**YOUR INSTRUCTIONS**
Report each line in the material below that contains the word "concrete", treating uppercase and lowercase letters as different.

(Part of a data file)
---

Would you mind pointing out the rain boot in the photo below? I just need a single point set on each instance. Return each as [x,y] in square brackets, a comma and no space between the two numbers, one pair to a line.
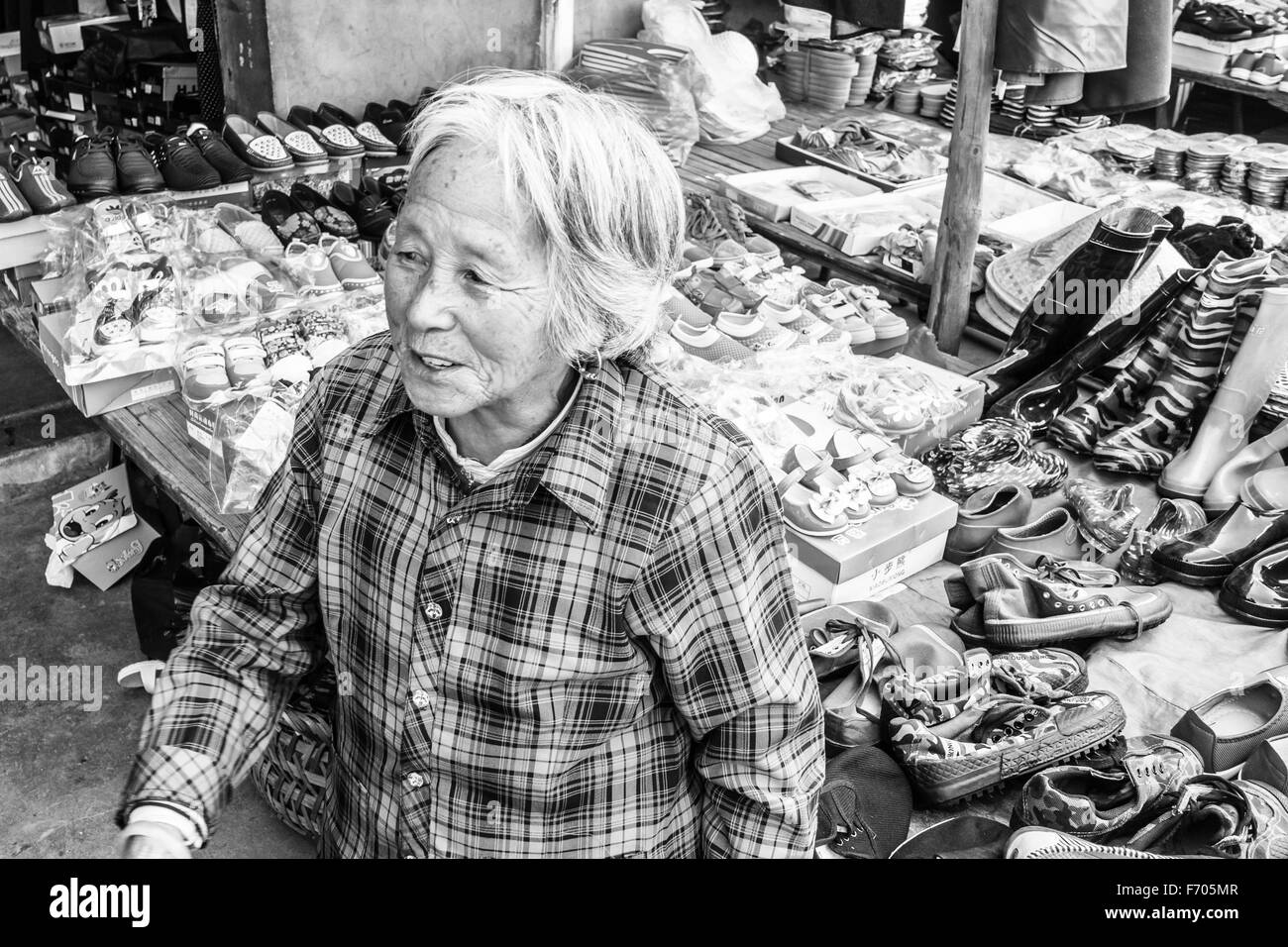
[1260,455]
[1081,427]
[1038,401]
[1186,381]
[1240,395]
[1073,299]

---

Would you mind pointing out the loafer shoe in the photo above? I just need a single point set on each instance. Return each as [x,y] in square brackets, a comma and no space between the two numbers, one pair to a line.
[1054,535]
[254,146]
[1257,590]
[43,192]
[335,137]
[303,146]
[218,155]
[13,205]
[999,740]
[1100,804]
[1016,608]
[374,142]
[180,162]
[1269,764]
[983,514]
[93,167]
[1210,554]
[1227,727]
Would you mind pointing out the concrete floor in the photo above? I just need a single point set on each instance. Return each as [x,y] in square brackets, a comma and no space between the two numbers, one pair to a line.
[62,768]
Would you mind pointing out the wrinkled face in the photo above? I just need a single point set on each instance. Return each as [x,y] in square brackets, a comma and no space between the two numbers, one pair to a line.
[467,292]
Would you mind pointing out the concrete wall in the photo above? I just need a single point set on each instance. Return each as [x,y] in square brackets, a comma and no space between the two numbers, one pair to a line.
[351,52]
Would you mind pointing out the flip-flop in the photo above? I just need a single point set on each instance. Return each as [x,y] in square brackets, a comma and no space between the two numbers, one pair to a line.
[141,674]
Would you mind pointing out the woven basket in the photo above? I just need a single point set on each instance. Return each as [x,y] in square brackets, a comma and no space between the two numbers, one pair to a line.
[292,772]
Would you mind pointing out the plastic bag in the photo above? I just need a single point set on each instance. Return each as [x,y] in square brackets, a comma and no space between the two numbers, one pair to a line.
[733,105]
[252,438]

---

**SOLUTION FOR THIS EXERCISE**
Would you mind pointing out the concrete floor in the photo above? I just need a single point set on each instance. Return each as [x,y] in square brackets, a comma and no space between the two numbers, one pair to a line.
Would you mind pointing out the concrete wall in the photo above? I just need a single point set on each instance. Return each as [x,y] in square brackets, a comma and no space between the two numbers, one pair to a line.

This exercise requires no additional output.